--- Recorded information Enclosed Below ---

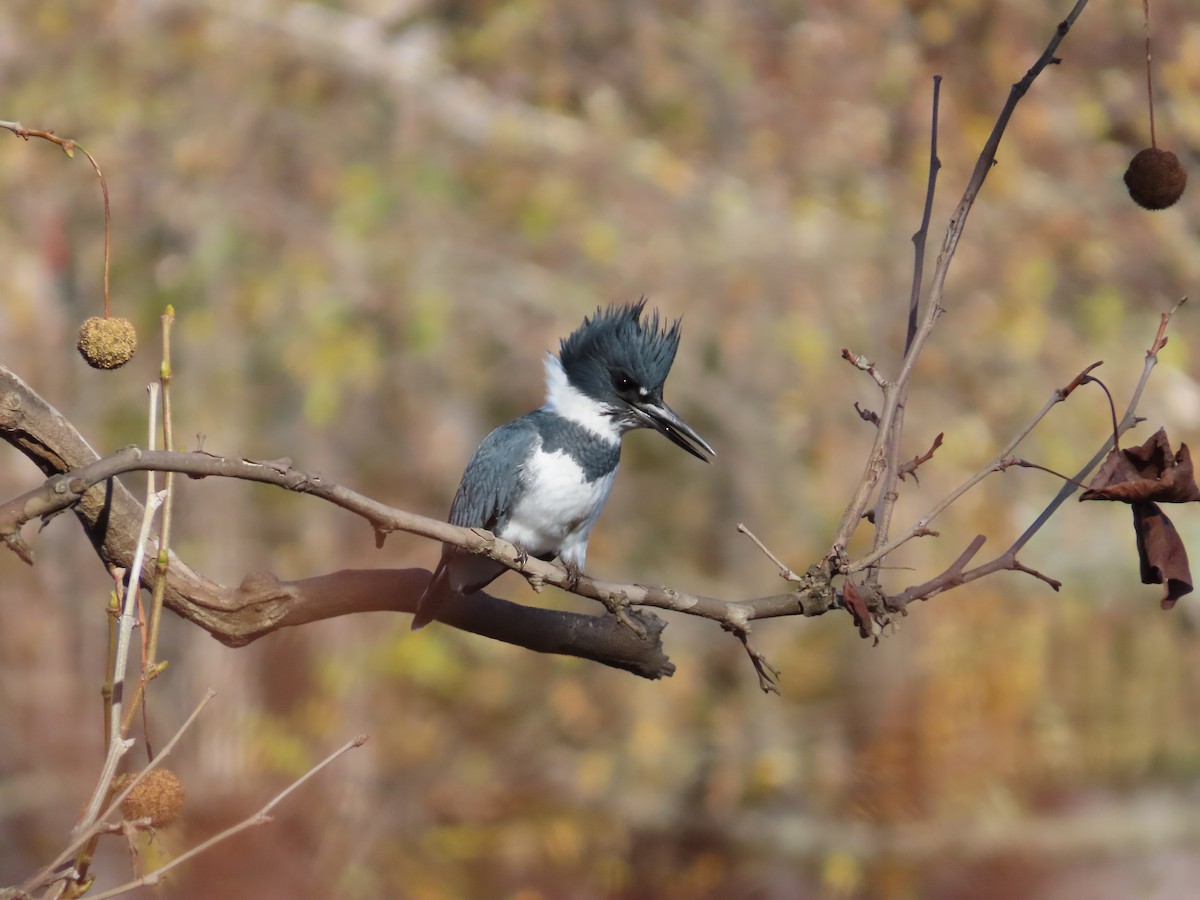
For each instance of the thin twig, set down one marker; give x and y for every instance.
(919, 238)
(784, 571)
(1150, 77)
(118, 745)
(43, 877)
(261, 817)
(894, 393)
(1007, 561)
(996, 465)
(69, 148)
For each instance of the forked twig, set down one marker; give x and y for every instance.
(261, 817)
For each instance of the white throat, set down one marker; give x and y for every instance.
(573, 405)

--- End of Enclosed Recorded information ---

▶ [Work instructions]: Your answer is to contain exactly the lines from the one holding "For each instance of the white" to the end of the entries, with no other line.

▶ [Task solution]:
For each instance of the white throat, set down one marker; give x and y for every instance.
(573, 405)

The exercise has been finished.